> [Problem]:
Copy the records again, beginning at the line that has "An image is provided above. Search it thoroughly for dry" and stopping after the line that has "[257,65,440,239]". Substitute "cloudy sky" for "overcast sky" and keep everything else the same.

> [Exercise inputs]:
'''

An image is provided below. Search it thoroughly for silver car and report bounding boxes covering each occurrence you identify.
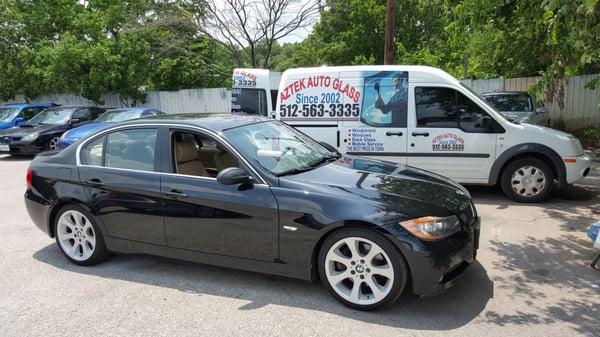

'''
'''

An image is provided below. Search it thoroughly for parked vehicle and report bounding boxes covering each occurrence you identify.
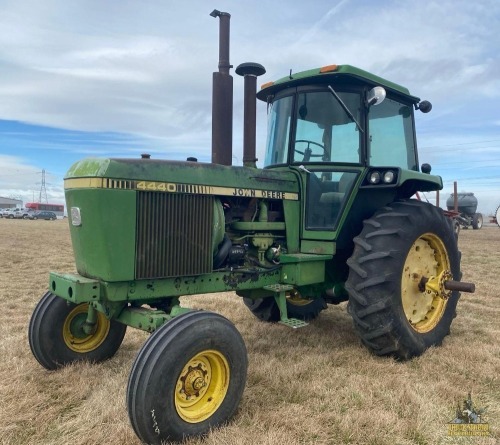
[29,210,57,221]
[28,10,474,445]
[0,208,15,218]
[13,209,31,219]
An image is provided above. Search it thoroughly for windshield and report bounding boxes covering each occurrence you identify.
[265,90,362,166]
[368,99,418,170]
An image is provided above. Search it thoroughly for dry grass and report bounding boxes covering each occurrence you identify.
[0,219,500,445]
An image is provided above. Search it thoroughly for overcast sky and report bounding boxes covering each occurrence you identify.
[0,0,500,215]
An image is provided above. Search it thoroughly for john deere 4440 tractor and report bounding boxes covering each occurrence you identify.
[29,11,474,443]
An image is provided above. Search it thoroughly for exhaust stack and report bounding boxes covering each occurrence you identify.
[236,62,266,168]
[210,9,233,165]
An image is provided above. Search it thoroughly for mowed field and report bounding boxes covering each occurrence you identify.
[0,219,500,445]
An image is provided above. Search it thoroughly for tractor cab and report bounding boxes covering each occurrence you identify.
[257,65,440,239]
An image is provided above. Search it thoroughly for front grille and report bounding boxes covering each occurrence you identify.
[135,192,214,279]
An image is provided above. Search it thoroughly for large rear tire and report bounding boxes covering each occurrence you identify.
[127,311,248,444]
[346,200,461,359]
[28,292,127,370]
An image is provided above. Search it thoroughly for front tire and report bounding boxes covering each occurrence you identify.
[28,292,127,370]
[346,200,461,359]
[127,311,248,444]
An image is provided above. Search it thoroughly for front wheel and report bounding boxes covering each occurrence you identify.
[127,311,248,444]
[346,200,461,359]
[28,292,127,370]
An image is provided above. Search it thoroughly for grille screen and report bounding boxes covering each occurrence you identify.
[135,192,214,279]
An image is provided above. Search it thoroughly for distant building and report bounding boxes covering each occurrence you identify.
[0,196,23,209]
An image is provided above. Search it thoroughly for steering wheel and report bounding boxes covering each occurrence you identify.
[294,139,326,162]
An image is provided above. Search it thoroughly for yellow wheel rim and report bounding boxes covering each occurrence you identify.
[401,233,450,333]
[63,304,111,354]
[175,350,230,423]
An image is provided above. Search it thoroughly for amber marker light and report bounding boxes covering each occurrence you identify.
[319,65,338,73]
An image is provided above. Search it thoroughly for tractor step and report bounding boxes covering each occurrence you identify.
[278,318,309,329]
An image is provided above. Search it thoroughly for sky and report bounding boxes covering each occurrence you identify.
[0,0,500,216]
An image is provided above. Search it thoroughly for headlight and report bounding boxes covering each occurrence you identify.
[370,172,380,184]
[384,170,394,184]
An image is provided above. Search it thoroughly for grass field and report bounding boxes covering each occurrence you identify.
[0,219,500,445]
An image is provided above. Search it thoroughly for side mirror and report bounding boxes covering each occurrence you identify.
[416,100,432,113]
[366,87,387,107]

'''
'''

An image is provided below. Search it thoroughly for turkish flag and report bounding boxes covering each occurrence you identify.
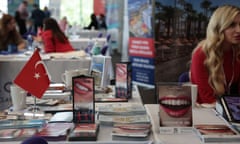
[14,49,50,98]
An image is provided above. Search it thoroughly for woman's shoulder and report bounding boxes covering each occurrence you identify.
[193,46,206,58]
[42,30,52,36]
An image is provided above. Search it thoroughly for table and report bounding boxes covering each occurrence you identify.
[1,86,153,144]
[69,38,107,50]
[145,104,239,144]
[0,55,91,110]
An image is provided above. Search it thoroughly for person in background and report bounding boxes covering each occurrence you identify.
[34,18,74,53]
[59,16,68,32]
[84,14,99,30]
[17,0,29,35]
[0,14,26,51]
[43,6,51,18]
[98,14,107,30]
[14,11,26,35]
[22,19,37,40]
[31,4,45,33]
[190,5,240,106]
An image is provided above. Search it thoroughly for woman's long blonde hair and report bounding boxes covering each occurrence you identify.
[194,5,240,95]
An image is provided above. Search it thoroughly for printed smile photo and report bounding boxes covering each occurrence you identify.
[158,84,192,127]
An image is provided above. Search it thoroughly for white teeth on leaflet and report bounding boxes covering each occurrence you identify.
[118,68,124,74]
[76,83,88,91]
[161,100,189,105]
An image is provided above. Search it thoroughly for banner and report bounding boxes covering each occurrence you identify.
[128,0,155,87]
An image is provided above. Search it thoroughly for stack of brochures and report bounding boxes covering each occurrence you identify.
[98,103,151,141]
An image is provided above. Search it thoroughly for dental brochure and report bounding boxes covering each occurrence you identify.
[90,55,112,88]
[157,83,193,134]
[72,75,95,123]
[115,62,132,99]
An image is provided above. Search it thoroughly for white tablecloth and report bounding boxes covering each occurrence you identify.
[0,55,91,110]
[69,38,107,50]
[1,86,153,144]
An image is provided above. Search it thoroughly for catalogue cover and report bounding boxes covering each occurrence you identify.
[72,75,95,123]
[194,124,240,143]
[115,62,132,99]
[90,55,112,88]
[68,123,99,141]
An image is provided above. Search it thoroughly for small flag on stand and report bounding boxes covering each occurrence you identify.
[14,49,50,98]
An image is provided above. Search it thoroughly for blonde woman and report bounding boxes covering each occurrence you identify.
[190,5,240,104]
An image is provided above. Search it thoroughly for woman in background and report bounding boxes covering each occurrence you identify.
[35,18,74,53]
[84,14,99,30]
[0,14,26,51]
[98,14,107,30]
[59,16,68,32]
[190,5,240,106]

'''

> [Full answer]:
An image is provided above. Search it thoroughly for dry grass and report bounding boxes covering each occurrence you identify.
[0,219,500,445]
An image is provided above. Search it thoroughly for cloudy sky and report bounding boxes covering each occurrence you identify.
[0,0,500,215]
An image is provided above. Search it thoroughly for john deere 4440 tractor and report bounding boxes covering each occurrence you identify.
[29,11,474,443]
An image is provided above. Search it thoroughly for exhaust stack and report bounding boxes covering each occurrence you identify.
[236,62,266,168]
[210,9,233,165]
An image is provided above. Search it thoroughly for mowed field and report bounding boxes covering each occurrence you identify.
[0,219,500,445]
An image is provided above. Search it thoroughly for tractor cab and report bounding boxes covering each occurrence you identify.
[257,65,440,239]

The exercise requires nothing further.